Tindakan atau kasus yang mengancam kebebasan pers di Indonesia masih tinggi. Kasus pada 2020 meningkat 30 persen dibandingkan tahun sebelumnya dengan total mencapai 117 kasus.
Oleh
PRADIPTA PANDU
·3 menit baca
JAKARTA, KOMPAS — Selama 23 tahun reformasi, tindakan yang mengancam kebebasan pers di Indonesia tak juga surut. Hari Kebebasan Pers Sedunia yang diperingati setiap tanggal 3 Mei harus menjadi momentum bagi semua pihak untuk meningkatkan kebebasan pers dan menjamin kejadian serupa tidak terus berulang.
Pengacara publik Lembaga Bantuan Hukum (LBH) Pers, Ahmad Fathanah Haris, dalam diskusi daring bertajuk ”Refleksi Situasi Kemerdekaan Pers”, Minggu (2/5/2021), menyampaikan, kasus kekerasan atau tindakan yang mengancam kebebasan pers cenderung meningkat selama lima tahun terakhir.
LBH Pers mencatat, 460 kasus yang mengancam kebebasan pers di Indonesia terjadi selama periode 2015-2020. Bahkan, kasus pada 2020 meningkat 30 persen dibandingkan tahun sebelumnya dengan total mencapai 117 kasus. Sementara pada 2019, tindakan yang mengancam kebebasan pers tercatat sebanyak 79 kasus.

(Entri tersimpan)
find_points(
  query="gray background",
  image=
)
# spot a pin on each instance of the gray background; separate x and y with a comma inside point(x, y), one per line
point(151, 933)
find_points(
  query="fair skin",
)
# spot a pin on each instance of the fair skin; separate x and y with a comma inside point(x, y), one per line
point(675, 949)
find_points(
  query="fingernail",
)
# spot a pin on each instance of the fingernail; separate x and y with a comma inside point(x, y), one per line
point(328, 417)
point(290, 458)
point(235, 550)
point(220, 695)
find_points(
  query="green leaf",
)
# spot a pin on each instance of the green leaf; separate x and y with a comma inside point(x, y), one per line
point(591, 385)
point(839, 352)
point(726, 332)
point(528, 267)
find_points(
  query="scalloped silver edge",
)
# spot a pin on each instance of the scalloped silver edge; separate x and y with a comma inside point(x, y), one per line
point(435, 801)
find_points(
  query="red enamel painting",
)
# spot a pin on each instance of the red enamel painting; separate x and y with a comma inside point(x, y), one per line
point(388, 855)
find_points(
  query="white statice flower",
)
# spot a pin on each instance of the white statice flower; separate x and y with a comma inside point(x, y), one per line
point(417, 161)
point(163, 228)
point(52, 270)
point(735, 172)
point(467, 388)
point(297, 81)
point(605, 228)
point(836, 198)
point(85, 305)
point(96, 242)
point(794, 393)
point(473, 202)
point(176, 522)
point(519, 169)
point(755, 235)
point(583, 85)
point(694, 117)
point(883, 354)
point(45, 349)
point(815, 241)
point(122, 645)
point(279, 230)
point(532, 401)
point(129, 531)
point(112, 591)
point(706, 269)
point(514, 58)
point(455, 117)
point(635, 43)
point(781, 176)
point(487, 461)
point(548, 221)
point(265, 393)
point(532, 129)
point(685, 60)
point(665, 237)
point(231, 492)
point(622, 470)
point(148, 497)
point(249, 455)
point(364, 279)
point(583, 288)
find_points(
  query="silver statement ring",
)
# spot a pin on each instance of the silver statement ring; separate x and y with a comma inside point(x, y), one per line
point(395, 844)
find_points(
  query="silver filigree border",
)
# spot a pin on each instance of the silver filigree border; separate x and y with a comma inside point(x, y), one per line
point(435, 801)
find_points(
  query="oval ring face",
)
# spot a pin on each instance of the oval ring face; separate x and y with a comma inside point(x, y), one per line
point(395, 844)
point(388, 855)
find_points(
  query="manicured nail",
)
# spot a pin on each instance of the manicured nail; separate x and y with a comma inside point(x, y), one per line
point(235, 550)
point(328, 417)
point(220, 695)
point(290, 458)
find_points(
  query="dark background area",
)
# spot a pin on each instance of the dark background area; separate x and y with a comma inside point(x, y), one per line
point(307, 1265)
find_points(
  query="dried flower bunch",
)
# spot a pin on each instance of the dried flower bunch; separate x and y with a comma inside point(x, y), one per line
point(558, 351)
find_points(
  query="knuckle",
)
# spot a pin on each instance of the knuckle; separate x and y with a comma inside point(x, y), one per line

:: Yang Harus Dikerjakan ::
Salin kata demi kata bagian kutipan tentang kebebasan pers, mulai dari "Tindakan atau kasus" sampai "lima tahun terakhir.".

:: Jawaban Latihan ::
Tindakan atau kasus yang mengancam kebebasan pers di Indonesia masih tinggi. Kasus pada 2020 meningkat 30 persen dibandingkan tahun sebelumnya dengan total mencapai 117 kasus.
Oleh
PRADIPTA PANDU
·3 menit baca
JAKARTA, KOMPAS — Selama 23 tahun reformasi, tindakan yang mengancam kebebasan pers di Indonesia tak juga surut. Hari Kebebasan Pers Sedunia yang diperingati setiap tanggal 3 Mei harus menjadi momentum bagi semua pihak untuk meningkatkan kebebasan pers dan menjamin kejadian serupa tidak terus berulang.
Pengacara publik Lembaga Bantuan Hukum (LBH) Pers, Ahmad Fathanah Haris, dalam diskusi daring bertajuk ”Refleksi Situasi Kemerdekaan Pers”, Minggu (2/5/2021), menyampaikan, kasus kekerasan atau tindakan yang mengancam kebebasan pers cenderung meningkat selama lima tahun terakhir.